ABOUT THIS TASK:
Write out each line of the records that has "beach" in it.

SUPPLIED RECORDS:
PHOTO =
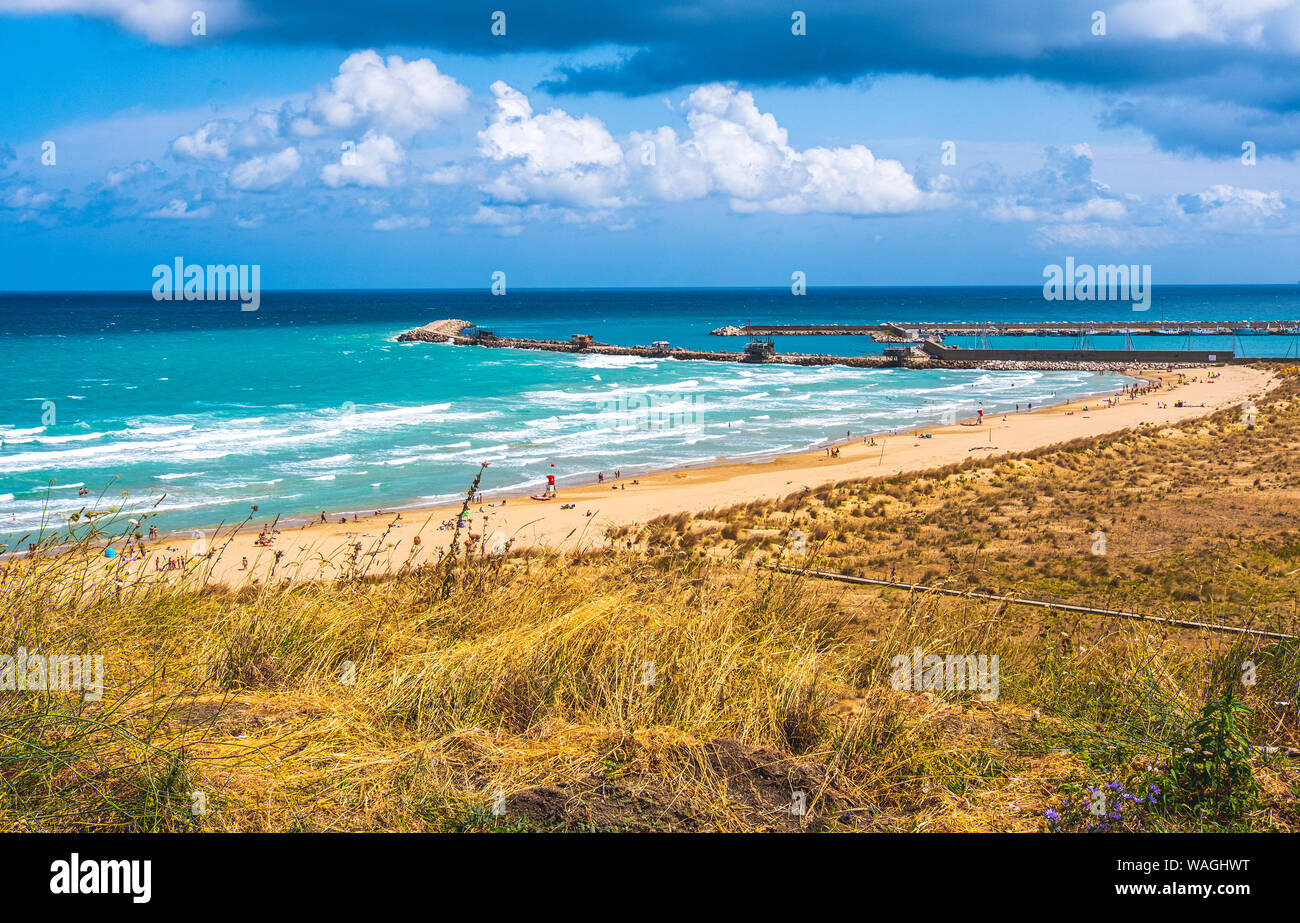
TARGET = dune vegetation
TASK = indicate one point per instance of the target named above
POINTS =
(685, 684)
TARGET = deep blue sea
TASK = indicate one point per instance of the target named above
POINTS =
(310, 404)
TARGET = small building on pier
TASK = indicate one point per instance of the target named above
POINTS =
(759, 350)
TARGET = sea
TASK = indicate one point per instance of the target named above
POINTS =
(196, 411)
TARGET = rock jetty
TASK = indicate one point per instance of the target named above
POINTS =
(451, 330)
(438, 332)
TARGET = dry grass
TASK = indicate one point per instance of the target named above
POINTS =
(684, 685)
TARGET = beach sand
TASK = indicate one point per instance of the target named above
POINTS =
(324, 550)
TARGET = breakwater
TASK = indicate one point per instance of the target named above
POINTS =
(927, 355)
(923, 330)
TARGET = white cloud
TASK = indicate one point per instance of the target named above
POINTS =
(737, 151)
(180, 208)
(163, 21)
(401, 222)
(1222, 21)
(263, 173)
(551, 157)
(368, 165)
(1226, 207)
(394, 96)
(27, 198)
(1097, 209)
(224, 137)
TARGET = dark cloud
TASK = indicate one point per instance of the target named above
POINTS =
(1209, 129)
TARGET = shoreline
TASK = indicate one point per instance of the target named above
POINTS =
(311, 550)
(584, 480)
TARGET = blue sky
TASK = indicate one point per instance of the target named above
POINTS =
(393, 146)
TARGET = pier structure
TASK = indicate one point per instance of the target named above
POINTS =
(927, 354)
(915, 332)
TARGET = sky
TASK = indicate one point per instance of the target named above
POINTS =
(571, 143)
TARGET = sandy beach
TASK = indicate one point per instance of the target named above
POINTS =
(325, 549)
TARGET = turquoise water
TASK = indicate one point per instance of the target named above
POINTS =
(310, 404)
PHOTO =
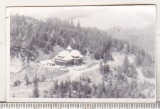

RESULT:
TARGET = beach sand
TARGET = sandy beach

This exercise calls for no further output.